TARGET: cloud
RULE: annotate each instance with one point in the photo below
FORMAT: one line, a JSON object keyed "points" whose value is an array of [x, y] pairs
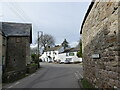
{"points": [[73, 44]]}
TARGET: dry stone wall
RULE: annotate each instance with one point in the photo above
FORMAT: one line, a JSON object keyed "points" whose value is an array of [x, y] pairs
{"points": [[101, 35]]}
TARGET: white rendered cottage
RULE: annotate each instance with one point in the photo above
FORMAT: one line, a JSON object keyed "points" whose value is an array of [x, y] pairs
{"points": [[52, 54], [69, 56]]}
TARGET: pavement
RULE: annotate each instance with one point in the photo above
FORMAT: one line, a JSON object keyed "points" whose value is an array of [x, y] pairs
{"points": [[51, 76]]}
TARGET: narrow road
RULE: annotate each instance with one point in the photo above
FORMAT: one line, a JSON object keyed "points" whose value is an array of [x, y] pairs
{"points": [[51, 76]]}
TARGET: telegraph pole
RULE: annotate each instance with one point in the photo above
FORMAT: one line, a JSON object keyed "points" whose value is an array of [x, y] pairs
{"points": [[38, 46]]}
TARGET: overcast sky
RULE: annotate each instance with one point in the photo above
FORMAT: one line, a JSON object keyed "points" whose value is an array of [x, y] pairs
{"points": [[60, 19]]}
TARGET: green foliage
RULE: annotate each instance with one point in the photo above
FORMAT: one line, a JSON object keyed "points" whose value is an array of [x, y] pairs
{"points": [[79, 54]]}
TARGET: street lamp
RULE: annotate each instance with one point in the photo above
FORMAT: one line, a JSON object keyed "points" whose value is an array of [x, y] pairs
{"points": [[38, 45]]}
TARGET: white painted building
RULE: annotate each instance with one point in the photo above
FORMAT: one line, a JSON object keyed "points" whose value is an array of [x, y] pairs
{"points": [[52, 54], [69, 56]]}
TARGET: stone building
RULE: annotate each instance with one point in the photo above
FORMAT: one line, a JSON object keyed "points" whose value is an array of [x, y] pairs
{"points": [[19, 37], [101, 44]]}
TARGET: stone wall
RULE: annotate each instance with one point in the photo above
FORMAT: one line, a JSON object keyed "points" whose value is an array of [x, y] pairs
{"points": [[0, 48], [100, 35], [17, 51]]}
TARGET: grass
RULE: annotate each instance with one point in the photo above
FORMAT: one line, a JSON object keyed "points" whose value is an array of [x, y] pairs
{"points": [[86, 84]]}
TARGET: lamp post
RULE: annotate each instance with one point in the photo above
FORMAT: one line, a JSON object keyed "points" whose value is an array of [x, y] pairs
{"points": [[38, 46]]}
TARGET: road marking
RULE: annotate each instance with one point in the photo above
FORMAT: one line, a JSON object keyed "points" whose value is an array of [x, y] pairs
{"points": [[32, 75], [76, 76]]}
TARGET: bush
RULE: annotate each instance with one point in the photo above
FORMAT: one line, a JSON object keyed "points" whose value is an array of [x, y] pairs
{"points": [[86, 84]]}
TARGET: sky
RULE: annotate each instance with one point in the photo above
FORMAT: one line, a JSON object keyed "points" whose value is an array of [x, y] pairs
{"points": [[62, 20]]}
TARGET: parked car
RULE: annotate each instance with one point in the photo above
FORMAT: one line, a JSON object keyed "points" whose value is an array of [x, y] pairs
{"points": [[67, 62]]}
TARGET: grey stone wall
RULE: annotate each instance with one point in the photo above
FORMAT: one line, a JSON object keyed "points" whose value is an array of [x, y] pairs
{"points": [[17, 51], [0, 48], [100, 35]]}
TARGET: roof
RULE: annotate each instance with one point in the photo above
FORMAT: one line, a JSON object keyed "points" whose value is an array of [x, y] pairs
{"points": [[71, 50], [86, 15], [53, 48], [17, 29]]}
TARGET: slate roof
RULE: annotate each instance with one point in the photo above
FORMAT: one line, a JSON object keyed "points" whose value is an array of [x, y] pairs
{"points": [[71, 50], [53, 48], [17, 29]]}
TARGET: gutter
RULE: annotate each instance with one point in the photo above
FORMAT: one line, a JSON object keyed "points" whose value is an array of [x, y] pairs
{"points": [[86, 15]]}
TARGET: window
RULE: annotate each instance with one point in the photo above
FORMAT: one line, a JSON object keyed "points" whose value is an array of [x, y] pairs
{"points": [[18, 40], [71, 54]]}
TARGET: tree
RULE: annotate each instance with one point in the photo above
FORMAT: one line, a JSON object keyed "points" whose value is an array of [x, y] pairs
{"points": [[79, 54], [46, 40], [65, 44]]}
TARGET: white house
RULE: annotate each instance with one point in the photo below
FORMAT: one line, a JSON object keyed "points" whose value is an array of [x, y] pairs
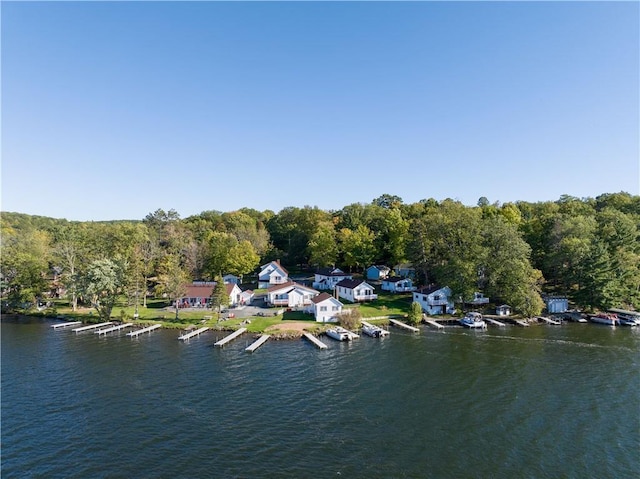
{"points": [[198, 294], [377, 272], [397, 284], [231, 278], [405, 270], [272, 273], [325, 308], [290, 294], [234, 292], [327, 278], [557, 304], [246, 297], [434, 300], [355, 290]]}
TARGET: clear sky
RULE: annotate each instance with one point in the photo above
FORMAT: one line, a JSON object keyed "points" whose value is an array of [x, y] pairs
{"points": [[113, 110]]}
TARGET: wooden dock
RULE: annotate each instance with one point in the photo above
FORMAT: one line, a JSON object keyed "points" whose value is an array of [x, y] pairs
{"points": [[493, 321], [400, 324], [91, 326], [231, 337], [433, 323], [315, 340], [138, 332], [259, 342], [190, 335], [113, 328], [549, 320], [65, 325]]}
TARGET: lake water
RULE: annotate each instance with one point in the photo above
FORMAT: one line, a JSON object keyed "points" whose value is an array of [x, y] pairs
{"points": [[539, 402]]}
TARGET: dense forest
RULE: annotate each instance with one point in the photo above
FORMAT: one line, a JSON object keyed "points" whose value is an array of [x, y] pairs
{"points": [[584, 248]]}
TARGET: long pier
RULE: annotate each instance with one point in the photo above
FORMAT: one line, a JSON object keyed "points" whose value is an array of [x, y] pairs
{"points": [[231, 337], [549, 320], [91, 326], [259, 342], [315, 340], [65, 325], [190, 335], [138, 332], [493, 321], [400, 324], [113, 328]]}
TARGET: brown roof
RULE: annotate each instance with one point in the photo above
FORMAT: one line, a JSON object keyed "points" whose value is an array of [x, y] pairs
{"points": [[321, 297]]}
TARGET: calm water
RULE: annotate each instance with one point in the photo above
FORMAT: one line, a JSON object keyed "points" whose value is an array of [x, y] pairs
{"points": [[515, 403]]}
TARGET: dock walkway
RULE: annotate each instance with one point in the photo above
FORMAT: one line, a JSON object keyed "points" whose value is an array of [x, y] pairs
{"points": [[190, 335], [91, 326], [65, 325], [400, 324], [113, 328], [231, 337], [315, 340], [133, 334], [432, 322], [549, 320], [259, 342]]}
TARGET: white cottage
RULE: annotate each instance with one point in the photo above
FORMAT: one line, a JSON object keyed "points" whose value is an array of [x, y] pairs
{"points": [[434, 300], [327, 278], [397, 284], [355, 290], [325, 308], [290, 294], [272, 273]]}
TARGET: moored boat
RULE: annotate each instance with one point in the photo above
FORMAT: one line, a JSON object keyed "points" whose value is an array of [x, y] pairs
{"points": [[341, 334], [609, 319], [473, 320], [374, 331]]}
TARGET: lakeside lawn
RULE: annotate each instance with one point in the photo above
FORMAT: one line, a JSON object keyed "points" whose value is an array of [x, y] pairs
{"points": [[158, 312]]}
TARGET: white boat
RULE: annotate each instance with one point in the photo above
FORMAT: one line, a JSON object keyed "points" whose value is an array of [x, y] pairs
{"points": [[473, 320], [341, 334], [374, 331], [606, 318]]}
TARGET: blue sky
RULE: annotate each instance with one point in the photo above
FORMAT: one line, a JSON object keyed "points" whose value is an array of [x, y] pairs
{"points": [[113, 110]]}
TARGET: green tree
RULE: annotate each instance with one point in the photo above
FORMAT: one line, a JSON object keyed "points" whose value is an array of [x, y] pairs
{"points": [[103, 282], [357, 246], [323, 246], [219, 296], [415, 313]]}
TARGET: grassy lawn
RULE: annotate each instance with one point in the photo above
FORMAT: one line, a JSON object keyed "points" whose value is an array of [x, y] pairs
{"points": [[386, 304]]}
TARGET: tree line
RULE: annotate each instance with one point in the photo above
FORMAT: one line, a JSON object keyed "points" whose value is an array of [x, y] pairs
{"points": [[585, 248]]}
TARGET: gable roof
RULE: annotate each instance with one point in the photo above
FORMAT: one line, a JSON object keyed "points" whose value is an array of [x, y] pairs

| EXERCISE AIM |
Extract the lines from the one containing "TARGET: green tree" through the last line of the entries, inclusive, and reproduce them verbatim.

| WRITTEN SOLUTION |
TARGET: green tree
RULE: annotate each instance with one point in the photo above
FORMAT: one line, a JSON object keyed "points" whose value is an array of [x, y] pairs
{"points": [[103, 282], [357, 246], [323, 246], [219, 296], [415, 313]]}
TARGET: grassy lawn
RULE: annotate each instance with one point in the photo above
FORMAT: one line, a JSON object keyed "points" whose value is an array of [x, y] pairs
{"points": [[386, 304]]}
TARGET: tree line
RULE: annotate each instance with one point in the photo above
FORMAT: one line, a JSON object keyed "points" whose value is an array of [x, y] pairs
{"points": [[585, 248]]}
TARGET: gable roof
RULE: annotate each instance with one point in the photo above
FORMAT: one line, a JSON object keyed "points" whose value is an array of [x, y] pairs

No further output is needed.